Há pouca esperança de que as escolas reabram.
Fabio Checcacci, gerente nacional da WeWorld para o Afeganistão
No Afeganistão, 80% das meninas e mulheres afegãs são excluídas da educação e do emprego, de acordo com o último Índice de Gênero do Afeganistão , publicado pela ONU Mulheres. Isso, por sua vez, aumenta a disparidade de gênero. Apenas 24% das mulheres fazem parte da força de trabalho, em comparação com 89% dos homens.
Para os meninos, o futuro também não parece muito melhor. "O sistema para meninos continuou sob novos controles ideológicos. O Talibã expandiu significativamente a educação religiosa e reformou o currículo: disciplinas seculares como direitos humanos, igualdade e pluralismo foram eliminadas, e o ensino agora enfatiza o conteúdo religioso alinhado à ideologia do Talibã. Nas escolas e universidades que permanecem abertas a alunos do sexo masculino, a disciplina rigorosa é aplicada", explica Checcacci.
Este ano letivo também testemunhou o retorno em massa de refugiados afegãos de países como Paquistão e Irã. Desde setembro de 2023, mais de quatro milhões de afegãos retornaram, e destes, 1,5 milhão o fez em 2025 , pressionados pela decisão do Paquistão de não estender a estadia dos refugiados. Isso coloca uma pressão sobre o sistema educacional. "Muitas comunidades já enfrentam salas de aula superlotadas, falta de professores e materiais didáticos limitados", afirma o diretor da WeWorld no Afeganistão.
Além disso, o terremoto que atingiu a província de Kunar em 31 de agosto não só deixou 2.200 mortos, mas também danificou pelo menos 40 escolas na área.
Bolívia: Sarampo e incêndios florestais forçam crianças a voltarem à realidade virtualNa Bolívia, a crise econômica , um surto de sarampo e incêndios florestais colocaram a educação de crianças e adolescentes em risco e preveem um retorno cada vez mais difícil à escola. Desde 2023, o país está atolado em uma crise cambial e problemas na indústria petrolífera que levaram a economia ao limite, com uma inflação acumulada de mais de 17% , de acordo com os dados mais recentes do Banco Central da Bolívia. Viviana Farfán, diretora da Educo Bolívia, explica que algumas crianças e adolescentes foram forçados a abandonar a escola para trabalhar e ajudar a sustentar a economia familiar. Oficialmente, o Ministério da Educação relata uma taxa de evasão de 2,83% em 2023; no entanto, Farfán afirma que o número aumentou.

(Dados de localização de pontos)
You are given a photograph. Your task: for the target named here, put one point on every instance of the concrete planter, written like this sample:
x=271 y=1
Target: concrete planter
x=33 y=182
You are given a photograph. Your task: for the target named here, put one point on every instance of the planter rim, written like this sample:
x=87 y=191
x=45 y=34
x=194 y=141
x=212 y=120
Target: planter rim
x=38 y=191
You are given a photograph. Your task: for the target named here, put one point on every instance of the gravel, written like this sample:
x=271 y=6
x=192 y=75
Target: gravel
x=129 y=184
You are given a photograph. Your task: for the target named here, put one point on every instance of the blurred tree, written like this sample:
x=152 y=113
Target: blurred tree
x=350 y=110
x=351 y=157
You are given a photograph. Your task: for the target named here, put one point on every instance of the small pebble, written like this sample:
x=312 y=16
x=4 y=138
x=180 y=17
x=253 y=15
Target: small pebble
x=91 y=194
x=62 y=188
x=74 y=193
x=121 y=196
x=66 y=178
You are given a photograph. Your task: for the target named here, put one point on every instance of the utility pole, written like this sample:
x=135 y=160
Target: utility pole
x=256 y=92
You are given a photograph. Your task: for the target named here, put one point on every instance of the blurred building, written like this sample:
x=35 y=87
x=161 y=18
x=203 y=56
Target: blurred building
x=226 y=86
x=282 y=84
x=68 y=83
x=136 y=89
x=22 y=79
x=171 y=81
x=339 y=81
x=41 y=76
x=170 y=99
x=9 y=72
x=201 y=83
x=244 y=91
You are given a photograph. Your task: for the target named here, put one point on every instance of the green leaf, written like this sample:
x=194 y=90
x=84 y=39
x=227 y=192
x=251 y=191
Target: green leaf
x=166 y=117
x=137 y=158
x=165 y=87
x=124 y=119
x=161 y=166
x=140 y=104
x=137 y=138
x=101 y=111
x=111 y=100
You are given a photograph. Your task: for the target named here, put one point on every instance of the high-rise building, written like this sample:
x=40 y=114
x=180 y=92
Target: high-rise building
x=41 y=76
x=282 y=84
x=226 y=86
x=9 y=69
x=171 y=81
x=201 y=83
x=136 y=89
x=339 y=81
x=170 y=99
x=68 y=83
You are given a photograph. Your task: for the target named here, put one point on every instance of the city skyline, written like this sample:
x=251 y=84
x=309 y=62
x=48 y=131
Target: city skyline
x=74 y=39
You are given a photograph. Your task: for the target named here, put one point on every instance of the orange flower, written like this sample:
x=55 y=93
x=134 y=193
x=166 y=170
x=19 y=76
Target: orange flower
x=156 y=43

Objetivo do exercício>
Traduza para o inglês esta frase do trecho fornecido: "Apenas 24% das mulheres fazem parte da força de trabalho, em comparação com 89% dos homens." Baseie-se exclusivamente no trecho fornecido.

Resposta ao problema>
Only 24% of women are part of the workforce, compared with 89% of men.